* **SET EXERCISE 1**: Render the lines of the records as a Markdown table with the columns Row and Line, starting with the line containing "of the waterlogged" and going on through the line containing "238L462 1L0 7L1", leaving out blank lines.

* **EXCERPTED PASSAGE**:
Hmm, I realize both the advisoryPos and donePos ideas share a problem;
they both require listening backends to wakeup eventually anyway,
just to advance the 'pos'.
The holy grail would be to avoid this context switching cost entirely,
and only need to wakeup listening backends when they are actually
interested in the queued notifications. I think the third idea,
alt3, is most promising in achieving this goal.
> But maybe we can use a bit more
> sophisticated data structure here? Something like a list of skip
> ranges. Every entry in the list is the range (pos1, pos2) that the
> listener can skip during the reading. So instead of advancing
> advisoryPos every notifying backend should add skip range to the list.

* **GIVEN ENTRIES**:

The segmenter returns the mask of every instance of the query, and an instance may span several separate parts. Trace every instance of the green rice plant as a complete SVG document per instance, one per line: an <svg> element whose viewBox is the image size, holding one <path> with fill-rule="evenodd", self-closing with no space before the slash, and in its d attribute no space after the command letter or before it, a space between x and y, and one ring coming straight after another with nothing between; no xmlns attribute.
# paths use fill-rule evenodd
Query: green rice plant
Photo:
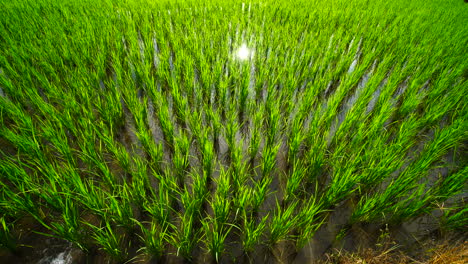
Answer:
<svg viewBox="0 0 468 264"><path fill-rule="evenodd" d="M263 239L267 228L267 220L269 215L261 218L260 222L248 217L246 211L243 210L243 228L242 232L242 248L245 252L252 252L255 246L259 245Z"/></svg>
<svg viewBox="0 0 468 264"><path fill-rule="evenodd" d="M140 248L140 250L144 251L145 254L155 259L161 258L165 252L166 241L169 239L167 230L169 226L160 226L159 224L152 221L148 223L149 227L145 227L143 225L144 223L141 223L135 219L134 221L138 226L140 226L143 233L143 235L139 235L139 237L145 246Z"/></svg>
<svg viewBox="0 0 468 264"><path fill-rule="evenodd" d="M226 237L231 232L233 226L220 223L216 218L207 218L202 220L203 231L205 233L204 243L216 262L226 249Z"/></svg>
<svg viewBox="0 0 468 264"><path fill-rule="evenodd" d="M8 250L15 251L17 249L17 242L13 234L13 224L6 221L6 217L0 217L0 248L7 248Z"/></svg>
<svg viewBox="0 0 468 264"><path fill-rule="evenodd" d="M270 246L291 238L290 233L296 228L299 220L295 211L297 206L298 202L293 202L283 209L278 202L276 203L276 211L269 226L268 244Z"/></svg>
<svg viewBox="0 0 468 264"><path fill-rule="evenodd" d="M92 238L100 246L101 250L117 261L124 261L127 258L128 253L125 245L123 245L124 237L117 234L109 222L106 222L103 227L91 224L88 224L88 226L92 230Z"/></svg>

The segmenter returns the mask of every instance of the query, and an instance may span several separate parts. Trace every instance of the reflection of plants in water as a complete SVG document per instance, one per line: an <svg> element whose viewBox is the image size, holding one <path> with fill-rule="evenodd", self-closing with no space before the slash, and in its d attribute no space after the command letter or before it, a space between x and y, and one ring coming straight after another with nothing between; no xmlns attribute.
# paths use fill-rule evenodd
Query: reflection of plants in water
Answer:
<svg viewBox="0 0 468 264"><path fill-rule="evenodd" d="M299 251L343 204L465 226L462 9L298 1L3 4L2 247L27 217L120 261L135 237L158 259Z"/></svg>

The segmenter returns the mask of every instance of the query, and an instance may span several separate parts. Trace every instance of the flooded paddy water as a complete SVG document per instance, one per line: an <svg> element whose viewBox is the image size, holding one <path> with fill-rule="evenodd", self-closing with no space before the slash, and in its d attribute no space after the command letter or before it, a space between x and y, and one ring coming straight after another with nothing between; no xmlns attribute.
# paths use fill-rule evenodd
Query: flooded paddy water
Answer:
<svg viewBox="0 0 468 264"><path fill-rule="evenodd" d="M459 9L48 1L0 2L0 263L464 245Z"/></svg>

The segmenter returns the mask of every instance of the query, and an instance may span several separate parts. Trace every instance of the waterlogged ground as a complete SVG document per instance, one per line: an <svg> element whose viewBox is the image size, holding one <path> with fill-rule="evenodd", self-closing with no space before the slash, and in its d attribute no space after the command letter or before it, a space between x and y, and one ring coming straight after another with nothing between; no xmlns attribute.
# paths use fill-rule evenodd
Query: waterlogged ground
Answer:
<svg viewBox="0 0 468 264"><path fill-rule="evenodd" d="M466 238L462 1L0 7L1 263Z"/></svg>

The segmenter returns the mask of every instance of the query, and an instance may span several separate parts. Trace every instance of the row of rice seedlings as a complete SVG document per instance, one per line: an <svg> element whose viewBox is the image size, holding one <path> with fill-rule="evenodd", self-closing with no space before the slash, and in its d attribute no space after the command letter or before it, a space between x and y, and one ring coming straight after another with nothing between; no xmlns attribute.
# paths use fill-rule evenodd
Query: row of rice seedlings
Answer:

* **SET EXERCISE 2**: From the excerpt on listening backends, reproduce the passage starting with "The holy grail" and going on through "to the list.".

* **PROBLEM SOLUTION 1**:
| Row | Line |
|---|---|
| 1 | The segmenter returns the mask of every instance of the query, and an instance may span several separate parts. Trace every instance of the waterlogged ground as a complete SVG document per instance, one per line: an <svg> element whose viewBox is the image size, holding one <path> with fill-rule="evenodd", self-closing with no space before the slash, and in its d attribute no space after the command letter or before it, a space between x and y, and one ring coming straight after another with nothing between; no xmlns attribute. |
| 2 | # paths use fill-rule evenodd |
| 3 | Query: waterlogged ground |
| 4 | Answer: |
| 5 | <svg viewBox="0 0 468 264"><path fill-rule="evenodd" d="M466 238L462 1L0 7L1 263Z"/></svg> |

* **PROBLEM SOLUTION 2**:
The holy grail would be to avoid this context switching cost entirely,
and only need to wakeup listening backends when they are actually
interested in the queued notifications. I think the third idea,
alt3, is most promising in achieving this goal.
> But maybe we can use a bit more
> sophisticated data structure here? Something like a list of skip
> ranges. Every entry in the list is the range (pos1, pos2) that the
> listener can skip during the reading. So instead of advancing
> advisoryPos every notifying backend should add skip range to the list.